* PROBLEM REQUIREMENTS *
Where the listing below has a line with "positive clicks: (272, 238) (282, 280)", write out exactly that line and every line after it, stopping after the line with "165L234 173L223 212L276".

* SOURCE DATA *
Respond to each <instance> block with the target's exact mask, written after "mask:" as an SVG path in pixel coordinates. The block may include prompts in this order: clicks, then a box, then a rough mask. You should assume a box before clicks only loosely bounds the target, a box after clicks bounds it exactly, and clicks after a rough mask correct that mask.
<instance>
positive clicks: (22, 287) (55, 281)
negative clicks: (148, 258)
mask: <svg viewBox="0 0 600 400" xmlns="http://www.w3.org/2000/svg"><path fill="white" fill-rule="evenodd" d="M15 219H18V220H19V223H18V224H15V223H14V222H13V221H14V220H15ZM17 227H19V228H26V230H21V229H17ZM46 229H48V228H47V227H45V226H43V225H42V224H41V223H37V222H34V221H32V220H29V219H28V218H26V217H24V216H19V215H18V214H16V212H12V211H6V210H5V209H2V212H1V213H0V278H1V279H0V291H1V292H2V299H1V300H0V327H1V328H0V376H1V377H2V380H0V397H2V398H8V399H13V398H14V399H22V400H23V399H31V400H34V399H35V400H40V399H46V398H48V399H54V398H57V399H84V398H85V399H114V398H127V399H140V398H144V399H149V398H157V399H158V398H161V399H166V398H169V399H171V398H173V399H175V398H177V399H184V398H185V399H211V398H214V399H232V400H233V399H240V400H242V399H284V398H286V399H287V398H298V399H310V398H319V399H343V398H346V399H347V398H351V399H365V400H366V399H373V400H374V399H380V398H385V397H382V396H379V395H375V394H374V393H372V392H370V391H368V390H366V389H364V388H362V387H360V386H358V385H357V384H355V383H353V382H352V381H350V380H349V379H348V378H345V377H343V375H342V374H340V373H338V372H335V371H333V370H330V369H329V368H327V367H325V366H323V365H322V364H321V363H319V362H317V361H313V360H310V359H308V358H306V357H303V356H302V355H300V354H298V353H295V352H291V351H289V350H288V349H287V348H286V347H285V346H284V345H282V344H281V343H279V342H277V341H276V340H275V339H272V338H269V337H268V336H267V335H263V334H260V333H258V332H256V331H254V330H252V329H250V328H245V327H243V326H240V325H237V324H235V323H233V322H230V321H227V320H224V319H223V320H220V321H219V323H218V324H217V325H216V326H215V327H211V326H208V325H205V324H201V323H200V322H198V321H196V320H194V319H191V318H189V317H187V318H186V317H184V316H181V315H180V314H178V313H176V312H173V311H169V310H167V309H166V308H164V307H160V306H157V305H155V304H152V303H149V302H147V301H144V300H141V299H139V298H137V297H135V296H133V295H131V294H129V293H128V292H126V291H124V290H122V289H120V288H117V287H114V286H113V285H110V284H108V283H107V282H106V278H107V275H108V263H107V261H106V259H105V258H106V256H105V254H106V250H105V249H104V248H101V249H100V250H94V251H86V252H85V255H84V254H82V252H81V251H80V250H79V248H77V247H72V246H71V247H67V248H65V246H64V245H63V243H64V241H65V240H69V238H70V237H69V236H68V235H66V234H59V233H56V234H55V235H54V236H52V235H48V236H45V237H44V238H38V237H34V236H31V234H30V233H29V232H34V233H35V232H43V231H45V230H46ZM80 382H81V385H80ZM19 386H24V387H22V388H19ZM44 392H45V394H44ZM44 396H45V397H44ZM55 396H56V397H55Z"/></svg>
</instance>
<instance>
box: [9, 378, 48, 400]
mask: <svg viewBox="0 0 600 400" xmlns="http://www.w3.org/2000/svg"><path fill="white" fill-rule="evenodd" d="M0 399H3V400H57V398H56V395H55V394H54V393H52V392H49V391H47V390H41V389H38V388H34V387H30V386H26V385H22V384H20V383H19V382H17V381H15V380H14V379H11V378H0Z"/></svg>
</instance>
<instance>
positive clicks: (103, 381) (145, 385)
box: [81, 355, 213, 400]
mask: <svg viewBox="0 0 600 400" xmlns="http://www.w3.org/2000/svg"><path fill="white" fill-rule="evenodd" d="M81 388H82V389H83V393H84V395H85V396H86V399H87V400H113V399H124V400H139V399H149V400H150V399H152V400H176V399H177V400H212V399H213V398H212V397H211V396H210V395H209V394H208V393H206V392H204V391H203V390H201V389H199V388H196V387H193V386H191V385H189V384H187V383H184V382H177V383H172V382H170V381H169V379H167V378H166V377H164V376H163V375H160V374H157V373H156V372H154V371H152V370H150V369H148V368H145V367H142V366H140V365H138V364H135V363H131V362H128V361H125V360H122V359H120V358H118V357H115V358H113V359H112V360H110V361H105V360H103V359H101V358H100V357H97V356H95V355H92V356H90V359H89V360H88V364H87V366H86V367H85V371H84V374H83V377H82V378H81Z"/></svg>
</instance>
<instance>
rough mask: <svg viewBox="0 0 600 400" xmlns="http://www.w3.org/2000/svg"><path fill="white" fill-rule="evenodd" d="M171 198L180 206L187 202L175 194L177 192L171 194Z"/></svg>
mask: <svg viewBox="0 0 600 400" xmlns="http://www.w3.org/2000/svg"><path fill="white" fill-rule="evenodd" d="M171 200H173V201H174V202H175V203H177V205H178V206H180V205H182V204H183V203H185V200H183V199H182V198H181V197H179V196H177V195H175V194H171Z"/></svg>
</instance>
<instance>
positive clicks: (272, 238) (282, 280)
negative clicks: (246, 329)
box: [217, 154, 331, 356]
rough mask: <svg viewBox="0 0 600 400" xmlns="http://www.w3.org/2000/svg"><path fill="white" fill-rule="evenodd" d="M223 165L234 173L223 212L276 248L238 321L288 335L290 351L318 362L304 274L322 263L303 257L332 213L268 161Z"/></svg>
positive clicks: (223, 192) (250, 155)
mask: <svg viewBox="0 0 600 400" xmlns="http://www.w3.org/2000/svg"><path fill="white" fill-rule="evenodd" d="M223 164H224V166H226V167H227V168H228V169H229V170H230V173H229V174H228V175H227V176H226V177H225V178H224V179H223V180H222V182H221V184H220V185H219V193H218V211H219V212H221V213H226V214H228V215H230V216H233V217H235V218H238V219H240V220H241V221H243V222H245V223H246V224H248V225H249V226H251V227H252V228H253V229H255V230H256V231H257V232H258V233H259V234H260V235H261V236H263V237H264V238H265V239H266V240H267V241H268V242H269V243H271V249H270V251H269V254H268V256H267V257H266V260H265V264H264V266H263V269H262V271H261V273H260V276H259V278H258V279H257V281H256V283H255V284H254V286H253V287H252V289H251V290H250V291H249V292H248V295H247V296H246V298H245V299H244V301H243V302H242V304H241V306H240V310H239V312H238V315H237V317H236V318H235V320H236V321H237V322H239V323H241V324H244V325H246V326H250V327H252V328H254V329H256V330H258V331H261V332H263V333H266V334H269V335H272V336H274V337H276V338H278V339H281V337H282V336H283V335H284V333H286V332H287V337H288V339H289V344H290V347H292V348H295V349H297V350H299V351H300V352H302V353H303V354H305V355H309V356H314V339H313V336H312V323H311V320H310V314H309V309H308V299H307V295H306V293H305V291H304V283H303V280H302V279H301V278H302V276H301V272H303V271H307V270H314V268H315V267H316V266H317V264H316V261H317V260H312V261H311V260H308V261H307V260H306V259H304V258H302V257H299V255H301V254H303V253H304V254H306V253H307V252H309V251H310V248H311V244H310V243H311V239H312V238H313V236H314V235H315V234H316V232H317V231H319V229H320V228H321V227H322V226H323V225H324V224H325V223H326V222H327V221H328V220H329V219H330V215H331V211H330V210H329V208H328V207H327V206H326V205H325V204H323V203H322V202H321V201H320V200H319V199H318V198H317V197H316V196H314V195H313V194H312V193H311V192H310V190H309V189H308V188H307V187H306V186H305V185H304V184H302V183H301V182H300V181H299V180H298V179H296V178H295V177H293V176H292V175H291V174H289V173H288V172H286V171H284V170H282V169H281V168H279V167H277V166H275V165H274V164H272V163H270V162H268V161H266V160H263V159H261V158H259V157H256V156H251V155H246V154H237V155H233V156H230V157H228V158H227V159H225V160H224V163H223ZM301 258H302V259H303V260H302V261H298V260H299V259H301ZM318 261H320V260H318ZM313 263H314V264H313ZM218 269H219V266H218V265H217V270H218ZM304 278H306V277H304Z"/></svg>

* OUTPUT OF THE EXERCISE *
positive clicks: (272, 238) (282, 280)
negative clicks: (246, 329)
box: [217, 154, 331, 356]
rough mask: <svg viewBox="0 0 600 400" xmlns="http://www.w3.org/2000/svg"><path fill="white" fill-rule="evenodd" d="M223 165L234 173L223 212L276 248L238 321L288 335L290 351L318 362L304 274L322 263L303 257L332 213L268 161Z"/></svg>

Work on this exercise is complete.